(EXTRACT begins)
Yet in the age of Trump, the abysmal track record of the Family Research Council and the bogus arguments it advanced, which have now been empirically disproven, don’t seem to matter. FRC, an extremist organization that’s been labeled a hate group by the Southern Poverty Law Center, has the ear of the president, and especially Vice President Mike Pence, who has lauded its founder by calling an interview with him the “greatest honor” of his life.
And it’s not just FRC that is swooping in to oppose transgender military service with arguments whose dishonesty history has now made patently transparent. Led by Rep. Vicky Hartzler of Missouri, GOP members of Congress have threatened to write an outright transgender ban into federal statute just like the failed DADT, insisting that the inclusive policy is immoral, a costly distraction, and a “threat to readiness.”
None of this is true. Thousands of transgender Americans are already serving openly (currently serving trans troops have been allowed to serve for a year since the retention ban was lifted under President Obama) and have won plaudits from their units and commanders. The military, along with outside scholars and organizations, have already studied every aspect of trans service and have addressed all the readiness issues that could arise. The fixation on monetary costs and duty-time losses alleged to be incurred by trans service is a self-evident double standard given that no one is complaining about the much higher costs spent on comparable health issues of non-transgender personnel, or the far higher incidence of lost duty-time resulting from the medical issues of troops who are not trans.
Indeed, it’s critical to understand just how dangerous this six-month review period is. It was during the same study period under Clinton that the young president lost control of the debate as the religious right swept in with unsparing anti-gay attacks. Congress held feverish hearings which lured network television cameras to the bowls of Navy ships to hammer home just how intimate—and hence dangerous—berthing quarters were that might be shared with gay men. As the public considered openly gay service, the national conversation deteriorated. A retired Marine colonel called gay people “walking depositories of disease,” while the National Association of Evangelicals’ Commission on Chaplains told Congress that homosexuality was a “moral virus” that must be stopped. Rep. Robert Dornan of California used the congressional floor to explain that good troops would never take orders “from someone who likes taking it up the bum.” He added in a crude double-entendre that, “once it leaks out, they think this person is abnormal, perverted, and deviant from the norm.”
After the six months, public approval of openly gay service actually fell, driven down by the nasty myths being circulated during the national debate, which research suggests can, itself, have a harmful impact on the wellbeing of the minorities whose very dignity is being deliberated. After Washington switchboards were jammed to the point of shutting down by churchgoers heeding instructions by venomously anti-gay pastors and newsletters, the ban on openly gay service was written into federal statute in the infamous DADT.
While it’s possible that the current postponement of inclusive service is a good-faith (albeit ill-informed and unnecessary) effort to simply ensure that the services are prepared for full implementation, if history is any guide, champions of equality must be vigilant about the prospects for exploitation of this delay, which could easily become full derailment. In 2010, when Adm. Mike Mullen, then-chairman of the Joint Chiefs of Staff, called ending DADT a matter of “integrity,” we lived in a time when that word still meant something in the nation’s capital. Today, in a radically different world, we may be one step away from a DADT for transgender troops.
(EXTRACT ends)
* REQUIRED TASKS:
A. List, in order of first mention, every person the passage on transgender military service names.
B. From the passage on transgender military service, reproduce word for word the text from "While it’s possible" to "for transgender troops.".
(RECORD SET begins)
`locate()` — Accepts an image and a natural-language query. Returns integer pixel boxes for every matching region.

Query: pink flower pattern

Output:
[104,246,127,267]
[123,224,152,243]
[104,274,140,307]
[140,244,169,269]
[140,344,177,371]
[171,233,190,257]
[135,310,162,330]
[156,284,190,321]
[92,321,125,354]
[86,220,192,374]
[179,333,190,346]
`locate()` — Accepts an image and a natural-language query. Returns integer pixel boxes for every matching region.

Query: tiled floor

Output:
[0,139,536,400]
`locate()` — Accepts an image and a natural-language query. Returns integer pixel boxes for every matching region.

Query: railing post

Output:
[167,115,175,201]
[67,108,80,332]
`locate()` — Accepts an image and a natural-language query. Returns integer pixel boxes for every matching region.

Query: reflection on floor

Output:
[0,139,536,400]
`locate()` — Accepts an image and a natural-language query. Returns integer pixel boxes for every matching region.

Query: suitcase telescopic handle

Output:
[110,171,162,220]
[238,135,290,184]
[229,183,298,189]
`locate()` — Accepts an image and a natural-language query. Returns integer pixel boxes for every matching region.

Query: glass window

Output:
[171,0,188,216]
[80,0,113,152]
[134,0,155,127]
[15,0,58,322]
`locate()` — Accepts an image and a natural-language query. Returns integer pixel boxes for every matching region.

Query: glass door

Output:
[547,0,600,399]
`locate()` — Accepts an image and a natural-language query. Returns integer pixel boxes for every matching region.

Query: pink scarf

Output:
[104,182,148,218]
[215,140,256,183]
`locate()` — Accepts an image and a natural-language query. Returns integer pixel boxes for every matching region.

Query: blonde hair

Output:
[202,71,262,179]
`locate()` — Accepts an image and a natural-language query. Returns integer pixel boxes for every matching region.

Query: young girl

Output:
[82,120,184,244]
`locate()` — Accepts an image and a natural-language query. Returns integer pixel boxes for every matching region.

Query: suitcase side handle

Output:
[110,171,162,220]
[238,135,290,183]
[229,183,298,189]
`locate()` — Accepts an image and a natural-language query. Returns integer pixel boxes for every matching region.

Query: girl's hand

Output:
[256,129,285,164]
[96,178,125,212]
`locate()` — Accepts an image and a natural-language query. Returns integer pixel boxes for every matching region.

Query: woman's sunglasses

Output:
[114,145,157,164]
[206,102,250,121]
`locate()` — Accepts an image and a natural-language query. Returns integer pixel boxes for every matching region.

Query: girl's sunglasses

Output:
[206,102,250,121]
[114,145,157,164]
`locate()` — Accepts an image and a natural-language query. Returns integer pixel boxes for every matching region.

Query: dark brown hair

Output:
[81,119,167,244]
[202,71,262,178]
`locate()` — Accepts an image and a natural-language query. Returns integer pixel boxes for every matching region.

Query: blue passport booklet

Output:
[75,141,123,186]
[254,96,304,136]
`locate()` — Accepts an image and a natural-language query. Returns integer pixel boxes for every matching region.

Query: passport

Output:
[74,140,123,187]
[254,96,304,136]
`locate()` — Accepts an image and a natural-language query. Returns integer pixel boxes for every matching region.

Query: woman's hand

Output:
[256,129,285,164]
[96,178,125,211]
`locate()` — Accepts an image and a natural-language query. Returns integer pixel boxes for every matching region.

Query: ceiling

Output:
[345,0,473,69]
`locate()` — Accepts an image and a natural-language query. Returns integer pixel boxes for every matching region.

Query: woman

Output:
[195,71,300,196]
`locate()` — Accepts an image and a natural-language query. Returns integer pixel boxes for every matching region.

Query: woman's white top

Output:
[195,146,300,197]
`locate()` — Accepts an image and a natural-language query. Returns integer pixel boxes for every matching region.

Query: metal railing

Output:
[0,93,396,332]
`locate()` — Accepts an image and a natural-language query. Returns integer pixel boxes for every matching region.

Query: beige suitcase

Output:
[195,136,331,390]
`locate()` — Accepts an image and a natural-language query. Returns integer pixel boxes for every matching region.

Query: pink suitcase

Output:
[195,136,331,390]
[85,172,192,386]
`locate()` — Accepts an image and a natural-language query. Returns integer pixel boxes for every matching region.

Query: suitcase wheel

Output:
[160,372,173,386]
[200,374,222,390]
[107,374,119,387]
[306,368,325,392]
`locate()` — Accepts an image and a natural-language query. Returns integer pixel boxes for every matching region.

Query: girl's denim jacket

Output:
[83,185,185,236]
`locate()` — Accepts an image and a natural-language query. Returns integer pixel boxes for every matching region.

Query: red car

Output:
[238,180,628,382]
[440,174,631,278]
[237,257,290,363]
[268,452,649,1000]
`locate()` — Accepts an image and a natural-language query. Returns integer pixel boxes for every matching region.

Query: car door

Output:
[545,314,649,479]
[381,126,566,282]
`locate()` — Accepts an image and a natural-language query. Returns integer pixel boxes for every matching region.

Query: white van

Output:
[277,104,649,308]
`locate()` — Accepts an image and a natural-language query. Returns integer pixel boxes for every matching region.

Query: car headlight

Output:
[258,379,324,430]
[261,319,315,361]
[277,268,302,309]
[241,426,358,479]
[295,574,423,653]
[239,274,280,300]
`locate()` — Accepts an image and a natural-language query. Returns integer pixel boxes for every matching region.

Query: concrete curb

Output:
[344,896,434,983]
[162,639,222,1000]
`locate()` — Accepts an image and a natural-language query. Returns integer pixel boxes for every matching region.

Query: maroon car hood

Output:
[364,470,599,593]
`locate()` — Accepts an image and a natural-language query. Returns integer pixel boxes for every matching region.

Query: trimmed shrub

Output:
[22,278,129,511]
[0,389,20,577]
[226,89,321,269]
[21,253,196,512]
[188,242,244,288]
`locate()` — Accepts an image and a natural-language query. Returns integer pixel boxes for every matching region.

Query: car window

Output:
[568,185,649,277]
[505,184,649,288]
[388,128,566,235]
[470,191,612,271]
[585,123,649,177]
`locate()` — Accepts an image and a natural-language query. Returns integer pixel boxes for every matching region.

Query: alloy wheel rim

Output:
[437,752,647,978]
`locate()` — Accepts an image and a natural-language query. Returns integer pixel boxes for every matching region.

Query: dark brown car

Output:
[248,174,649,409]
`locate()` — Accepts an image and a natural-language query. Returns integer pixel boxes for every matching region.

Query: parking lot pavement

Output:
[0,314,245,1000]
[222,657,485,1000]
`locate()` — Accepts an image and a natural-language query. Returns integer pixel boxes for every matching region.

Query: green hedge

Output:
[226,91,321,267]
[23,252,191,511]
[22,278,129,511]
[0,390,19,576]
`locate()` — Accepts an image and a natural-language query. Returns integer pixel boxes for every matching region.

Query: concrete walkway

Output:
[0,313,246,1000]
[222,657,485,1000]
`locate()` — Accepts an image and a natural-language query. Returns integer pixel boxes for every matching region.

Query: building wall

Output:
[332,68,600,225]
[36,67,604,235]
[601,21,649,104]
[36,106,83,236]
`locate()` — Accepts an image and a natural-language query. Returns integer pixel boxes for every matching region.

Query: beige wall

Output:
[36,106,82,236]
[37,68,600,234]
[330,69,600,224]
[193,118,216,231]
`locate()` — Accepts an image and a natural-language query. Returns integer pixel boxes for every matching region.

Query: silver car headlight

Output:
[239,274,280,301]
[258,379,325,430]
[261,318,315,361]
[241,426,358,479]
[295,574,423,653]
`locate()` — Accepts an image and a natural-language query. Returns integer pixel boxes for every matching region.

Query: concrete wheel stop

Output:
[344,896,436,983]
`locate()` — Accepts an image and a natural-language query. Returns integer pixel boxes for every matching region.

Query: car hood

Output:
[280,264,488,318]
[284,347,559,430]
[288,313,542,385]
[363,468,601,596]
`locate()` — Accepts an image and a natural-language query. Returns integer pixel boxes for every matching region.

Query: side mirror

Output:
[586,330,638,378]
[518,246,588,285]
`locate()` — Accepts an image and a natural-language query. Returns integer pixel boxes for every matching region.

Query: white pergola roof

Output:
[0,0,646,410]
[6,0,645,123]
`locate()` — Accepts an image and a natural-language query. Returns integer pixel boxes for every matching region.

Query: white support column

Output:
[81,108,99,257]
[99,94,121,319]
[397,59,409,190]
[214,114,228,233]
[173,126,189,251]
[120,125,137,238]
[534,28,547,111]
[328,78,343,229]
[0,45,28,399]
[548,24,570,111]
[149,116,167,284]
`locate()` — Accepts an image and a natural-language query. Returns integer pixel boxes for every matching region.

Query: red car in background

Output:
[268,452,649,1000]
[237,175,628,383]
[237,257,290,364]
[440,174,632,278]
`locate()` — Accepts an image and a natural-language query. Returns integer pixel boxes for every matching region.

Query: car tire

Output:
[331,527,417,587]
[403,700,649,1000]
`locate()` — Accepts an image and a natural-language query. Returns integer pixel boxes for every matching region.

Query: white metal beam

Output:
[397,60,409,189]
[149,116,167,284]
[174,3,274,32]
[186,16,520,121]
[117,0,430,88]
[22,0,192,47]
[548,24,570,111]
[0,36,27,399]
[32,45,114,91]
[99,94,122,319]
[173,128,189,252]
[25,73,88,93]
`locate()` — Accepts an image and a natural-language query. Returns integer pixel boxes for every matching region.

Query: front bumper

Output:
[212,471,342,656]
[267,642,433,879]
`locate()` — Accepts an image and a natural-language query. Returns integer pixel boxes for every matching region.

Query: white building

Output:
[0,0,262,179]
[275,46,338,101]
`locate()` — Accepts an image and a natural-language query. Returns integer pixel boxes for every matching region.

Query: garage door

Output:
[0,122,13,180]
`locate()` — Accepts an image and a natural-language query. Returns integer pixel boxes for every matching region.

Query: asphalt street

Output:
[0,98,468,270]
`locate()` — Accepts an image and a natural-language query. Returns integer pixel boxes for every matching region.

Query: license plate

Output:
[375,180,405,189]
(RECORD SET ends)
* RESULTS BY TASK:
A. Trump, Mike Pence, Vicky Hartzler, Obama, Clinton, Robert Dornan, Mike Mullen

B.
While it’s possible that the current postponement of inclusive service is a good-faith (albeit ill-informed and unnecessary) effort to simply ensure that the services are prepared for full implementation, if history is any guide, champions of equality must be vigilant about the prospects for exploitation of this delay, which could easily become full derailment. In 2010, when Adm. Mike Mullen, then-chairman of the Joint Chiefs of Staff, called ending DADT a matter of “integrity,” we lived in a time when that word still meant something in the nation’s capital. Today, in a radically different world, we may be one step away from a DADT for transgender troops.